INSTRUCTIONS TO FOLLOW.
Express the rows from the start through the line containing "<point>232,428</point>", inclusive, as a JSON list of strings with one string per line, omitting blank lines and leaving the pictures out.

WORKING DATA.
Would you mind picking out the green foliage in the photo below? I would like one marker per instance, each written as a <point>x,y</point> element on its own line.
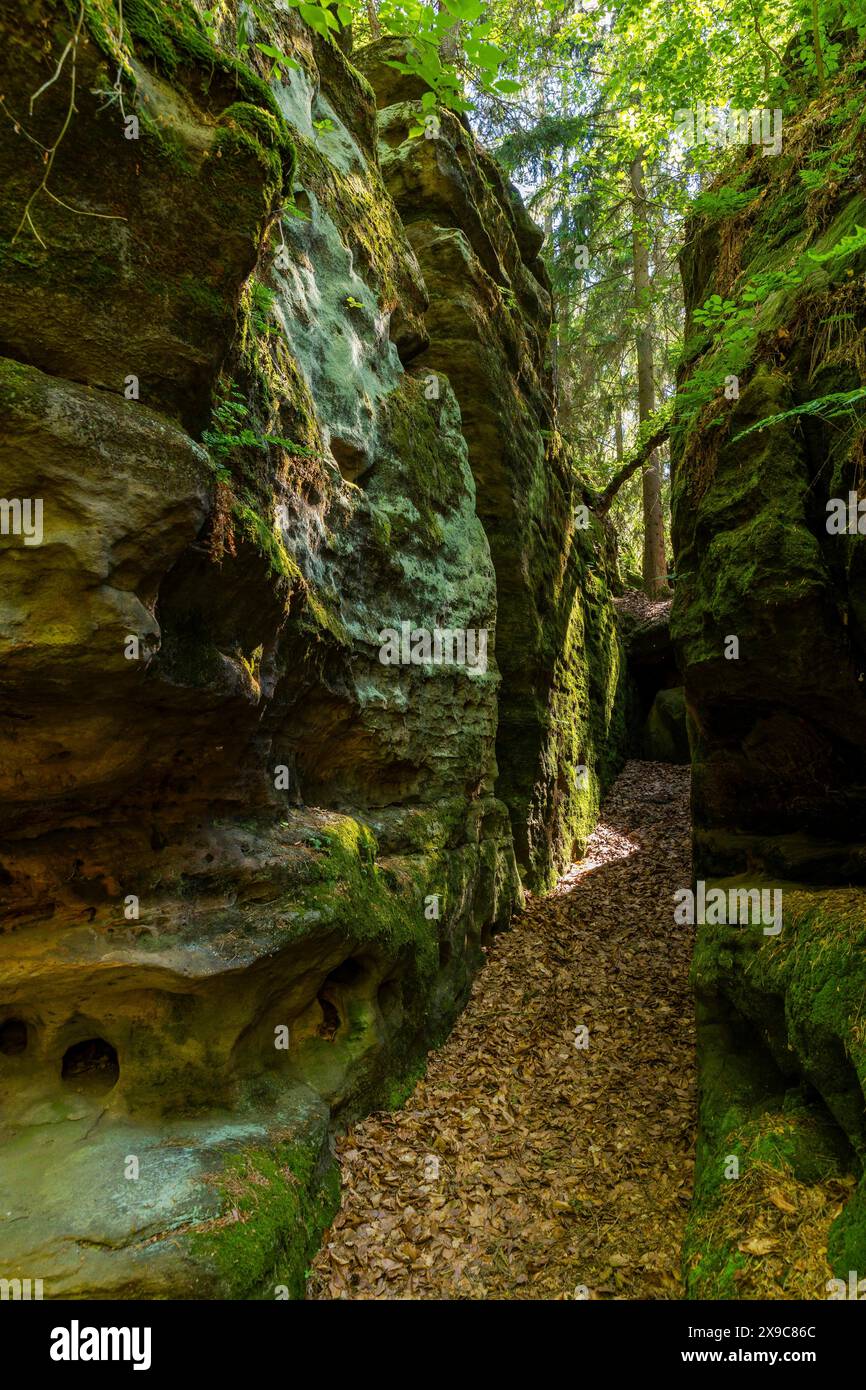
<point>829,407</point>
<point>232,428</point>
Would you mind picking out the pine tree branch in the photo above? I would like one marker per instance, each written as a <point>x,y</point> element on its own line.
<point>651,434</point>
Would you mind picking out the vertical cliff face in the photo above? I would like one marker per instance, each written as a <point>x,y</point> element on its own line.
<point>292,445</point>
<point>769,626</point>
<point>562,704</point>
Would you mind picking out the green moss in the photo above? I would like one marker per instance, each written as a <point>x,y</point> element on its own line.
<point>277,1203</point>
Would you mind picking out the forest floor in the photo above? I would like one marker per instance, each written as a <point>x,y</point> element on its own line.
<point>526,1165</point>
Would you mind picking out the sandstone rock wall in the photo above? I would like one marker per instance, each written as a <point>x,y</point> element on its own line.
<point>779,720</point>
<point>246,868</point>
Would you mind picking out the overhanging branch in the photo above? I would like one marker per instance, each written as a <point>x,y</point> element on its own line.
<point>651,434</point>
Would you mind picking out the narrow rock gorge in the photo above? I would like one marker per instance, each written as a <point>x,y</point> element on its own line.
<point>280,384</point>
<point>339,740</point>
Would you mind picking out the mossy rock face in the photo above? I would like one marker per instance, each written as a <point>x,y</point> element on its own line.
<point>563,704</point>
<point>138,274</point>
<point>783,1068</point>
<point>250,859</point>
<point>252,866</point>
<point>780,723</point>
<point>769,638</point>
<point>665,733</point>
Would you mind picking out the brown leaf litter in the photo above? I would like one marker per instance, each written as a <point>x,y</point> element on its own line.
<point>526,1165</point>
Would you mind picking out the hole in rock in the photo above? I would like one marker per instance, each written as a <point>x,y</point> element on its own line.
<point>13,1037</point>
<point>346,973</point>
<point>391,1002</point>
<point>350,460</point>
<point>330,1019</point>
<point>91,1065</point>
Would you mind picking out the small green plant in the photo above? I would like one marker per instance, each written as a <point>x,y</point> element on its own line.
<point>231,428</point>
<point>827,407</point>
<point>262,303</point>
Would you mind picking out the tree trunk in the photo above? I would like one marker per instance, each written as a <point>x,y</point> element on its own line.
<point>655,566</point>
<point>376,29</point>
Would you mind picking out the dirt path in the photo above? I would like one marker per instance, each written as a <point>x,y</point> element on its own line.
<point>559,1168</point>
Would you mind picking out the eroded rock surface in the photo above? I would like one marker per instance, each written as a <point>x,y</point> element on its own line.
<point>246,868</point>
<point>769,633</point>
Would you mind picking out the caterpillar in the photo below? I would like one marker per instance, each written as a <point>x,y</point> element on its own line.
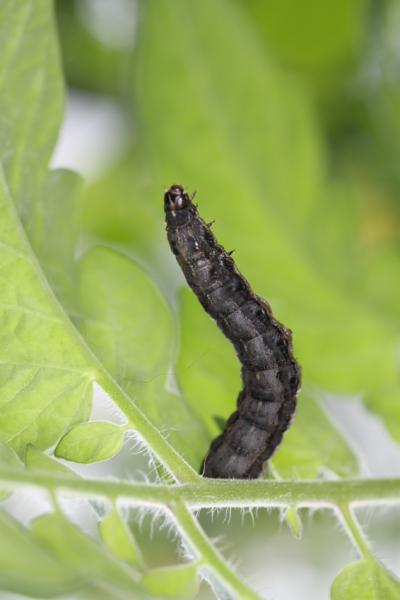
<point>270,374</point>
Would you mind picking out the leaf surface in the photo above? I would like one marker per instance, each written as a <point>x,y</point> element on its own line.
<point>91,442</point>
<point>172,582</point>
<point>237,129</point>
<point>26,567</point>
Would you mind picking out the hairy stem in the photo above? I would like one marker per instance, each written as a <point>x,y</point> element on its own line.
<point>354,531</point>
<point>211,557</point>
<point>216,493</point>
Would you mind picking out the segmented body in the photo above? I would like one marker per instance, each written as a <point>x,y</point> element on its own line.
<point>270,374</point>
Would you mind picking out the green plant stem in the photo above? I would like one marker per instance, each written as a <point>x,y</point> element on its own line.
<point>191,529</point>
<point>355,532</point>
<point>216,493</point>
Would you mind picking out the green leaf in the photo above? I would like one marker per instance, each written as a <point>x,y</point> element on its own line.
<point>294,31</point>
<point>27,568</point>
<point>172,582</point>
<point>80,553</point>
<point>129,326</point>
<point>313,444</point>
<point>31,99</point>
<point>260,173</point>
<point>365,579</point>
<point>119,539</point>
<point>10,459</point>
<point>91,442</point>
<point>45,376</point>
<point>35,459</point>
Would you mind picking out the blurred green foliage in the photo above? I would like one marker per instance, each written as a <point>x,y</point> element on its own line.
<point>283,116</point>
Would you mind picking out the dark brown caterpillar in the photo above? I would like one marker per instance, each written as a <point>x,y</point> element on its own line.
<point>270,374</point>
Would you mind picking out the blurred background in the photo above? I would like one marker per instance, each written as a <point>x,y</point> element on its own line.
<point>284,116</point>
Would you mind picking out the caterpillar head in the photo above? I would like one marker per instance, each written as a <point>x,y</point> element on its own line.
<point>176,199</point>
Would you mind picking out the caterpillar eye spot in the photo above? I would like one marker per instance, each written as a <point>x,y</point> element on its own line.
<point>270,374</point>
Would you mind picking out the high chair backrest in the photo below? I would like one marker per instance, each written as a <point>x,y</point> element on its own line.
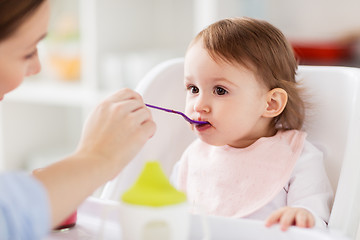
<point>332,124</point>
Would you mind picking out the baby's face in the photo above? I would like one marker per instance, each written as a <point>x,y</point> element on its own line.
<point>228,96</point>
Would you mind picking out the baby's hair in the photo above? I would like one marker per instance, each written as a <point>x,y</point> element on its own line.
<point>262,48</point>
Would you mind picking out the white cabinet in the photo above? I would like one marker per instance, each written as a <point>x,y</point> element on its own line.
<point>117,42</point>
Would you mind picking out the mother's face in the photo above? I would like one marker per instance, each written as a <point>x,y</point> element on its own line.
<point>18,53</point>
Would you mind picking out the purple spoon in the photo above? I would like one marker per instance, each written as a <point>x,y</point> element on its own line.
<point>180,113</point>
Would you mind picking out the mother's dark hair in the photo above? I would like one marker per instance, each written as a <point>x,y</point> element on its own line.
<point>13,13</point>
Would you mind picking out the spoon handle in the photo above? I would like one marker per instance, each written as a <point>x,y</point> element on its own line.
<point>177,112</point>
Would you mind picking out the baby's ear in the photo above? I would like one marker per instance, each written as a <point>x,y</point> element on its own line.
<point>276,100</point>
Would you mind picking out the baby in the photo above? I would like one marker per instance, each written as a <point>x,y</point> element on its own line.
<point>251,160</point>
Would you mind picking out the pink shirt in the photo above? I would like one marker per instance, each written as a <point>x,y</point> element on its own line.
<point>283,170</point>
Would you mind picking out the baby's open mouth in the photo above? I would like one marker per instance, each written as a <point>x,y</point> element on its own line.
<point>202,125</point>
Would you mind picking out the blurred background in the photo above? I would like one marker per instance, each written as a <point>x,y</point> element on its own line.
<point>95,47</point>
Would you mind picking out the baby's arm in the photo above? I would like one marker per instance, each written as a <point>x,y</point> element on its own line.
<point>291,216</point>
<point>309,194</point>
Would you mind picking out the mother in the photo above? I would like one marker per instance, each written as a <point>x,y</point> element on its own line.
<point>30,205</point>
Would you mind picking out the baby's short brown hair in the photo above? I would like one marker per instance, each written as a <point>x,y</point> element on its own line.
<point>262,48</point>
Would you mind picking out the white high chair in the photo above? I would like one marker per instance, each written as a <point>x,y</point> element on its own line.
<point>333,125</point>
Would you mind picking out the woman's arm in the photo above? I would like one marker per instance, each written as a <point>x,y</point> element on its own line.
<point>113,134</point>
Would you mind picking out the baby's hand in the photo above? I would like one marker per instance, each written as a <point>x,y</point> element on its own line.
<point>289,216</point>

FULL OUTPUT.
[
  "Would you mind picking out the green foliage in the photo below? I would like one marker per instance, each written as a <point>x,y</point> element on its own line.",
  "<point>829,407</point>",
  "<point>232,428</point>"
]